### [Task to carry out]
Reproduce word for word the entries starting at the line that contains "Wanted = one point per instance on the side" and ending at the last line of the entries, with both ends included.

### [The data]
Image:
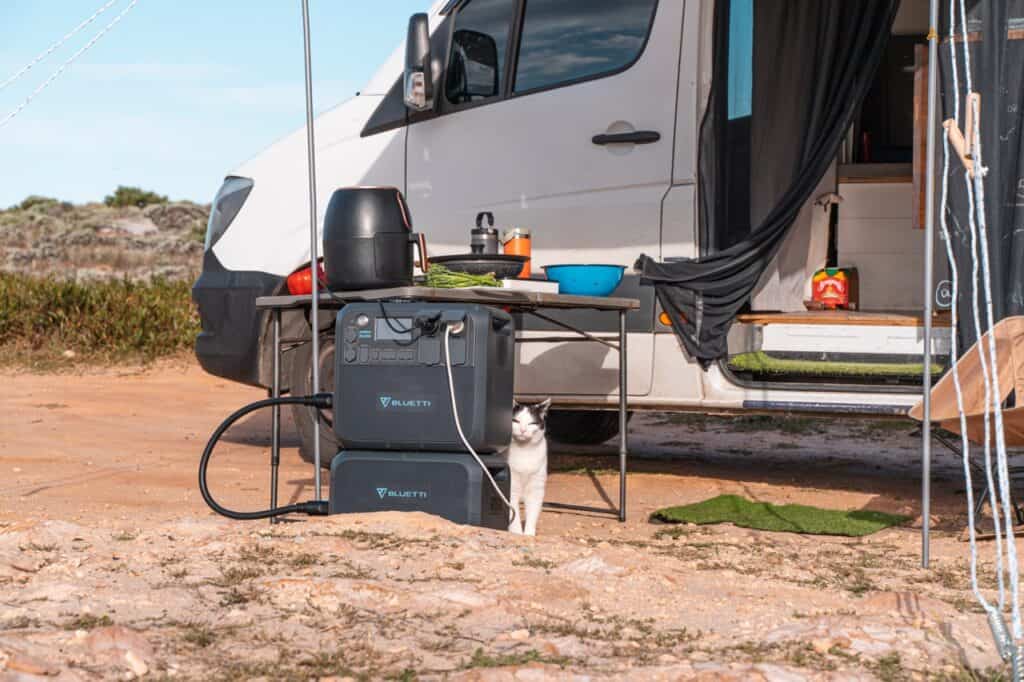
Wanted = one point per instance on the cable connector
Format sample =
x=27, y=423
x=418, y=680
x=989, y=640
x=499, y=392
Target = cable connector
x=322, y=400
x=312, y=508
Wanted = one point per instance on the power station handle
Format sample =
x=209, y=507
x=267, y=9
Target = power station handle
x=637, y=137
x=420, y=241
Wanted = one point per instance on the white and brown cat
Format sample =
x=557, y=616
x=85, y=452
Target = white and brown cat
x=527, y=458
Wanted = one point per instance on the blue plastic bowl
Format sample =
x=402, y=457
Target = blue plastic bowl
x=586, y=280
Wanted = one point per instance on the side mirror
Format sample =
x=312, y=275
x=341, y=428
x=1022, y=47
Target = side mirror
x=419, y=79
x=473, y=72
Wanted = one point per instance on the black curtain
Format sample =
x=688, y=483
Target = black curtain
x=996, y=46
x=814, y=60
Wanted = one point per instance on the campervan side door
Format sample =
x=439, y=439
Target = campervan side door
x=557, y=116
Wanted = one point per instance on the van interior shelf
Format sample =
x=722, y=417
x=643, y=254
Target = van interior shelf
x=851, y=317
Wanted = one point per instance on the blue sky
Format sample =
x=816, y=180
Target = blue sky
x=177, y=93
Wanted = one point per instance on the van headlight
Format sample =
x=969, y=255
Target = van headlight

### [The result]
Wanted = one point per instance on the side mirror
Format sample =
x=312, y=275
x=341, y=428
x=1022, y=47
Target = side mirror
x=419, y=79
x=473, y=72
Wanted = one point per instance on the black curtain
Format sample =
x=688, y=483
Target = black curtain
x=996, y=46
x=814, y=60
Wanted = one point per instance on the campervan side door
Format sample =
x=439, y=439
Target = campervan side door
x=557, y=116
Wanted = one point per instance on the van interior shelf
Format sample =
x=722, y=417
x=643, y=254
Target = van interior shelf
x=851, y=317
Wanted = one point per instance on the blue sky
Format sample =
x=816, y=180
Target = blue sky
x=177, y=93
Wanted = one point per instance on the van headlight
Format sample =
x=969, y=255
Target = van headlight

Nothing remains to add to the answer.